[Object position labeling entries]

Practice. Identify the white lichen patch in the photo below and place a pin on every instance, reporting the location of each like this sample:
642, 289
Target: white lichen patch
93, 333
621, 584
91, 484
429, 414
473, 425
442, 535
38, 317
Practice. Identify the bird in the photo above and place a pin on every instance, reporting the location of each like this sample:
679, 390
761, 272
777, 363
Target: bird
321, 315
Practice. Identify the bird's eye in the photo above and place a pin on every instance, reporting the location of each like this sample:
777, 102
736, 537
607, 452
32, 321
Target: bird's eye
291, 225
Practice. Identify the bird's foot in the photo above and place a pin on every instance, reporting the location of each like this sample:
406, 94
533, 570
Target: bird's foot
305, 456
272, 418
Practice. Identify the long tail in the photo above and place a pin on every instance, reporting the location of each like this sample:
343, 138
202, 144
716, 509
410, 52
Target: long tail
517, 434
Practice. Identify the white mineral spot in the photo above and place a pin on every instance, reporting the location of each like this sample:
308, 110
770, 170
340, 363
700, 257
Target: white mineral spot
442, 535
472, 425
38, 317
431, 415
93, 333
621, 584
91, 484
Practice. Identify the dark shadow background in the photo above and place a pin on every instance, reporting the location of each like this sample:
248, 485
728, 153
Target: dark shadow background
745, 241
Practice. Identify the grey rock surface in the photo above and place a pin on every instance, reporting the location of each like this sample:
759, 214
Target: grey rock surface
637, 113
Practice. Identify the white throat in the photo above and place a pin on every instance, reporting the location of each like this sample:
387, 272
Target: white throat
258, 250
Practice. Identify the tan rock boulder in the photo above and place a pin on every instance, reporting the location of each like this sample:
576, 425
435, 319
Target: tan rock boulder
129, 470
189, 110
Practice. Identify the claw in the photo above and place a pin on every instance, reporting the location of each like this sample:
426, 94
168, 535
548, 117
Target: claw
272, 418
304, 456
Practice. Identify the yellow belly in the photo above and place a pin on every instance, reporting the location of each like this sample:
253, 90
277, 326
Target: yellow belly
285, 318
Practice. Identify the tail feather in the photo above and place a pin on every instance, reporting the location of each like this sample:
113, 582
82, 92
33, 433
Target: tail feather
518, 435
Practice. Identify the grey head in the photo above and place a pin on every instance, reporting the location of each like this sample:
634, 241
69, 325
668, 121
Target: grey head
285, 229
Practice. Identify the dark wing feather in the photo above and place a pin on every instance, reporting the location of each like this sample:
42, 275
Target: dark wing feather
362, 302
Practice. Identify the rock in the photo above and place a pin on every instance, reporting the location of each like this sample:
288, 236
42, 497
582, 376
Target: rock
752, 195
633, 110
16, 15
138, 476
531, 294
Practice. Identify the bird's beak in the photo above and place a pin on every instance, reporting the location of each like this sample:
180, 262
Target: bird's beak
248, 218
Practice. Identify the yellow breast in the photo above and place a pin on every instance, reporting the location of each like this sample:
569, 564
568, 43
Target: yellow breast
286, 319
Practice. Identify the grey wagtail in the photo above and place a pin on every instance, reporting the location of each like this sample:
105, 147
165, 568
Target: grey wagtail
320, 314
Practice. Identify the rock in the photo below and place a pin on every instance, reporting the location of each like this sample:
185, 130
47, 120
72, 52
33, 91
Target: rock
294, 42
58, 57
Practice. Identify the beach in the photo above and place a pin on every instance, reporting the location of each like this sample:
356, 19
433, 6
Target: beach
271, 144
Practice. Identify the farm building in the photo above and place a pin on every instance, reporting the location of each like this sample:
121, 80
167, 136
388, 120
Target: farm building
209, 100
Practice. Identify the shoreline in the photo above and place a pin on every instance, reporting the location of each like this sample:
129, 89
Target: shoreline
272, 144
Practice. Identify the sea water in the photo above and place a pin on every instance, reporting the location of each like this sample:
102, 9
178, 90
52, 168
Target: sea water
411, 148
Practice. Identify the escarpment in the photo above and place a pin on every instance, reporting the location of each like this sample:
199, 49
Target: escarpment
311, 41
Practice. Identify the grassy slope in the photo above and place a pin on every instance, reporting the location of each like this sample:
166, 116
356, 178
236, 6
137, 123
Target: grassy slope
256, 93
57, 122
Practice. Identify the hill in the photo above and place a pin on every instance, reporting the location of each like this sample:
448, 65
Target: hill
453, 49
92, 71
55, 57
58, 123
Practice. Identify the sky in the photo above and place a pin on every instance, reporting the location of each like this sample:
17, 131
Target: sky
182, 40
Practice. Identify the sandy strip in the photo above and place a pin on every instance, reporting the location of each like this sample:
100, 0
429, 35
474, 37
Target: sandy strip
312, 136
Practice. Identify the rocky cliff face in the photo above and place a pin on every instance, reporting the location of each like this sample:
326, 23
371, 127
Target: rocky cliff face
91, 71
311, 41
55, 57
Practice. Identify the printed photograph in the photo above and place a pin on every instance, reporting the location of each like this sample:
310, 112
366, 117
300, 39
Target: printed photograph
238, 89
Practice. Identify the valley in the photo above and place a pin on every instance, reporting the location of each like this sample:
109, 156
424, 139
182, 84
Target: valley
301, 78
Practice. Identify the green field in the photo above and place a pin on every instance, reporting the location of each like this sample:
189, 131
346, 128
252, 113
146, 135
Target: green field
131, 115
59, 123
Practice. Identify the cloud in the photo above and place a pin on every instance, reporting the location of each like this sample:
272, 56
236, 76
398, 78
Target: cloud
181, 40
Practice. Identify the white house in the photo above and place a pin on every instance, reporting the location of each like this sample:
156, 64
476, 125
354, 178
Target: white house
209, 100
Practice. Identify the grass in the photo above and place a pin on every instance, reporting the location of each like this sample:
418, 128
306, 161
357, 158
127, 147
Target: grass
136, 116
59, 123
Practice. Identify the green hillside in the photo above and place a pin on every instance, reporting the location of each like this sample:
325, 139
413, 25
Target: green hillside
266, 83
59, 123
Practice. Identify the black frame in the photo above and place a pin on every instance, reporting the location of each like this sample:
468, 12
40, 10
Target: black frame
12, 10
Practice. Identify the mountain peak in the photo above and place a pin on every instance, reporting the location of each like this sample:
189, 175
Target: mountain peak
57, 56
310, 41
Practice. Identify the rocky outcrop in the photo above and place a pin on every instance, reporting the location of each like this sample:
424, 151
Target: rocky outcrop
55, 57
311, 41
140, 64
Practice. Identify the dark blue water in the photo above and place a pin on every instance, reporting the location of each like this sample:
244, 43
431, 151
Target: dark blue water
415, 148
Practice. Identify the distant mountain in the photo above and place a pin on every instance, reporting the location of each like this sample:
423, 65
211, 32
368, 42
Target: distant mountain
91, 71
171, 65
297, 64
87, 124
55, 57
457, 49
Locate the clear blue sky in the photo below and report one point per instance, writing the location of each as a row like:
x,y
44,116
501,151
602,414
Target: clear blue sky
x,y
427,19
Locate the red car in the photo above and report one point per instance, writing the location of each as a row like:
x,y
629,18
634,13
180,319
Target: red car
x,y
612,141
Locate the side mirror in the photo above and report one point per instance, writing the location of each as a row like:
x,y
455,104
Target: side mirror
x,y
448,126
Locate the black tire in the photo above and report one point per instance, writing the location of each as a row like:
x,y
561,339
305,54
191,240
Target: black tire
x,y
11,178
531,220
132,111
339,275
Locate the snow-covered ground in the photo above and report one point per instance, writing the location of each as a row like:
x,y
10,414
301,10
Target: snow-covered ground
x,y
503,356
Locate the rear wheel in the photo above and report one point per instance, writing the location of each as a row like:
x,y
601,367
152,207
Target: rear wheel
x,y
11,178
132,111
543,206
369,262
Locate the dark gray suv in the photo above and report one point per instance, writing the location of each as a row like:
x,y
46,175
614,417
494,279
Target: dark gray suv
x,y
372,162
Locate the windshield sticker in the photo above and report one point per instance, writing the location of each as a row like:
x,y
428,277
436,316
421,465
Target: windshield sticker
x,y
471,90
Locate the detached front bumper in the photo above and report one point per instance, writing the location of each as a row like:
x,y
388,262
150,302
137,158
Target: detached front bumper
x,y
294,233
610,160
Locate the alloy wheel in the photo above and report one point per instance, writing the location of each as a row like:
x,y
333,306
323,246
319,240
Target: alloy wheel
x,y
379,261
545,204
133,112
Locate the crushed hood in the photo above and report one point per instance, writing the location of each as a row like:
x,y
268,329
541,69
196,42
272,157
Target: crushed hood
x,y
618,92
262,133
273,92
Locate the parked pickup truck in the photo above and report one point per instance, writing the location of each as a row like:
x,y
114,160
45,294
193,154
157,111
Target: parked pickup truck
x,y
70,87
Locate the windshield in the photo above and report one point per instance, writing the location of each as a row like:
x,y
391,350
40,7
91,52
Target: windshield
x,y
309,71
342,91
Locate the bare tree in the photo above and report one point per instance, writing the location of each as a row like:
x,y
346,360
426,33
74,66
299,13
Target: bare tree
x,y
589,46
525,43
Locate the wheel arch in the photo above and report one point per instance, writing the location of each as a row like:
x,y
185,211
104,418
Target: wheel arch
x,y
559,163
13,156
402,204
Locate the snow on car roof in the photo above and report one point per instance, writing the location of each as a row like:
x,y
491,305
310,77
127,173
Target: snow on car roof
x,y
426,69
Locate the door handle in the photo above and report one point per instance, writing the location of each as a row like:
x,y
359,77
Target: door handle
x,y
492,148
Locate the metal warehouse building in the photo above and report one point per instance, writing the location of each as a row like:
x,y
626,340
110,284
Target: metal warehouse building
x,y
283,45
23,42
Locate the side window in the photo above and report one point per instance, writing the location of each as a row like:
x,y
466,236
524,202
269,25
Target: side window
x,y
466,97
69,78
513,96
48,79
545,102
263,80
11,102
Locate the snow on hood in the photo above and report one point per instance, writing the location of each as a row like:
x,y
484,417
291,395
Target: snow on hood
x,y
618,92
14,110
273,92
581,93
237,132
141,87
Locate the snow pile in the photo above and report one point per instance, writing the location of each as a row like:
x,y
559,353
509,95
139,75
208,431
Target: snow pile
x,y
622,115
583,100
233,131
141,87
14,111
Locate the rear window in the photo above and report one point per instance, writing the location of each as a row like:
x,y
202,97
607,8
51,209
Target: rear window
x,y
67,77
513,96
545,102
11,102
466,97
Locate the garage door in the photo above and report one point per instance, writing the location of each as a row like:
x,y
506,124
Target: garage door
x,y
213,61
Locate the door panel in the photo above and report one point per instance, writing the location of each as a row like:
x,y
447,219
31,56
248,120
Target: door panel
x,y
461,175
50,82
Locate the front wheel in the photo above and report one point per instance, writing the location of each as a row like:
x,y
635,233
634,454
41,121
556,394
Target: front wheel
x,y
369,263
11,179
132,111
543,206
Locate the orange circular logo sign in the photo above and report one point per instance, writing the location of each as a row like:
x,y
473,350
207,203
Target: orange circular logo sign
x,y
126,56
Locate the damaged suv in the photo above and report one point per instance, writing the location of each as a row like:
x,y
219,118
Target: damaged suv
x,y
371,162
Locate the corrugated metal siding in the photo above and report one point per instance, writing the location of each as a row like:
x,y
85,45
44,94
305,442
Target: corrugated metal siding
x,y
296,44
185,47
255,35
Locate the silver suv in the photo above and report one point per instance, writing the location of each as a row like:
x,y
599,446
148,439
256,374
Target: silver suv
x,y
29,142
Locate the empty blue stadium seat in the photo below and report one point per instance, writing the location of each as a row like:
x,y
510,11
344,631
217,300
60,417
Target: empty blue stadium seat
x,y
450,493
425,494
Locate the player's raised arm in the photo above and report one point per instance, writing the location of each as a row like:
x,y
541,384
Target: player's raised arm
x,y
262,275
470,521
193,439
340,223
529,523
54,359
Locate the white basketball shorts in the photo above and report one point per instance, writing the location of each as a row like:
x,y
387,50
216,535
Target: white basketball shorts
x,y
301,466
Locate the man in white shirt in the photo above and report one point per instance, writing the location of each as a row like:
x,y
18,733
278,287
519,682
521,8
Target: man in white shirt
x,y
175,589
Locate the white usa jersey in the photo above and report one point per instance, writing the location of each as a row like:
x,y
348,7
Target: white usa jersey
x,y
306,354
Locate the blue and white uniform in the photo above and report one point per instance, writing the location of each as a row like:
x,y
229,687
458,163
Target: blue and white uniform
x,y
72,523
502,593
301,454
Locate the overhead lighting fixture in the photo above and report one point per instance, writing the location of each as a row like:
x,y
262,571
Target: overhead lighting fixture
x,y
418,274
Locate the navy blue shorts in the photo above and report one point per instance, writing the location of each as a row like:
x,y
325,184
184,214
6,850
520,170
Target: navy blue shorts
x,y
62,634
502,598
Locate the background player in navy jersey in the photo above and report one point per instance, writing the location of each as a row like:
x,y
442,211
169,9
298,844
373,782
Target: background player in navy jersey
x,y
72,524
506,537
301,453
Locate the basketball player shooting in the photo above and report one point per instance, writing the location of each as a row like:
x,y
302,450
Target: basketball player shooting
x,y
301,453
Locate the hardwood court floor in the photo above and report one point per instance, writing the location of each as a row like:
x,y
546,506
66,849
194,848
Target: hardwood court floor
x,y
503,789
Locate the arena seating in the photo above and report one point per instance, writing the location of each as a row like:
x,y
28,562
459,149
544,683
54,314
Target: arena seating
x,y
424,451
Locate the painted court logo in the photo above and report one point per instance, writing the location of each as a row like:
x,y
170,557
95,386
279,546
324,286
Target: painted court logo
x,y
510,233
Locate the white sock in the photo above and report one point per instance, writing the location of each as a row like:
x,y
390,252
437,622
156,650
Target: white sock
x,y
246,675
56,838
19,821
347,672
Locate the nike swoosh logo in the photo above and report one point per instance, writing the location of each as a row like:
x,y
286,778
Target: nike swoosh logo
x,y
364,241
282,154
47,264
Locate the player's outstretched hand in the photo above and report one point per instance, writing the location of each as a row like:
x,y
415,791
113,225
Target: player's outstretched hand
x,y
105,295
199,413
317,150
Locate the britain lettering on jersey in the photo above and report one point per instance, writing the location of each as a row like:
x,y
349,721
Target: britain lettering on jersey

> **Aim of the task**
Only the lines from the one containing "Locate the hardwood" to the end of the listing belong in the output, each reproduced exactly.

> **Answer for this exercise**
Locate the hardwood court floor in the photo above and report one point per instance, writing the location of each as a row like:
x,y
546,506
66,849
194,848
Target: hardwood court floor
x,y
503,789
Locate the arena seating in the photo above and report one point per instance, writing the location of each as a row like:
x,y
28,562
459,149
544,683
54,314
Target: arena seating
x,y
424,451
Locate the painted court logo in the photo above and report one point per instance, writing the location of each as a row like:
x,y
170,557
95,386
279,546
324,286
Target: painted court logo
x,y
510,233
Locate the white sock in the photo above and report one point per instance, writing the location of each as a row like:
x,y
390,252
437,622
156,650
Target: white sock
x,y
246,675
56,838
19,821
347,672
Locate the nike swoosh logo in the photo above and report one point per instance, writing the location of each as a row like:
x,y
286,778
Target: nike swoosh logo
x,y
364,241
282,154
47,264
Locate the player's outstretched hand in the photo above and report one point per instance, writing the location of each as a row like:
x,y
415,791
113,225
Target: player's outstretched hand
x,y
105,295
199,413
317,150
Locate the britain lettering on jersey in the photo above and report one point per instance, writing the location of each as a row like:
x,y
349,721
Target: britain lettering on jersey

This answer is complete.